» ASSIGNMENT: Reproduce the part of the pension plan accounting flashcards starting at "Ch 20.1 (Fundamentals" and ending at "public views retirement?", word for word.

» EXCERPTED PASSAGE:

=== Section Start ===

Ch 20.1 (Fundamentals of Pension Plan Accounting) Flashcards
Reasons for the shift from traditional pension plans
- Competition
- Cost
- Insurance
- Accounting
What affects how the public views retirement?
- The general economic conditions
- Medicare Programs
- Social Security Programs
Pension Plan
An arrangement whereby an employer provides benefits (payments) to retired employees for services they provided in their working years.
Accounting for the employer,
Accounting for the pension fund,
When is a pension plan funded?
It is funded when the employer makes payments to a funding agency.
That agency accumulates the assets of the pension fund and makes payments to the recipients as the benefits come due.
Contributory pension plans
Employees bear part of the cost of the stated benefits or voluntarily make payments to increase their benefits.
Noncontributory pension plans
The employer bears the entire cost.
Qualified pension plans
Plans that offer tax benefits.
They permit deductibility of the employer’s contributions to the pension fund and tax-free status of earnings from pension fund assets.
Two most common types of pension plans
- Defined contribution plans
2. Defined benefit plans
Defined contribution plan
The employer agrees to contribute to a pension trust a certain sum each period, based on a formula.

=== Section End ===

» ENTRIES SHOWN:

=== Section Start ===

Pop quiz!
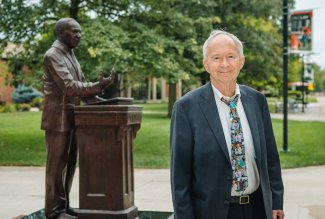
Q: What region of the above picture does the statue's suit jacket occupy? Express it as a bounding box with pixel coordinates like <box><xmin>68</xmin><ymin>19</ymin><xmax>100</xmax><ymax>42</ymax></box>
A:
<box><xmin>170</xmin><ymin>83</ymin><xmax>283</xmax><ymax>219</ymax></box>
<box><xmin>41</xmin><ymin>40</ymin><xmax>101</xmax><ymax>132</ymax></box>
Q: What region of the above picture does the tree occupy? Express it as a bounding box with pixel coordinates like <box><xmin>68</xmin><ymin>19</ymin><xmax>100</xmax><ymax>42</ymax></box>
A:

=== Section End ===

» EXERCISE RESPONSE:
Ch 20.1 (Fundamentals of Pension Plan Accounting) Flashcards
Reasons for the shift from traditional pension plans
- Competition
- Cost
- Insurance
- Accounting
What affects how the public views retirement?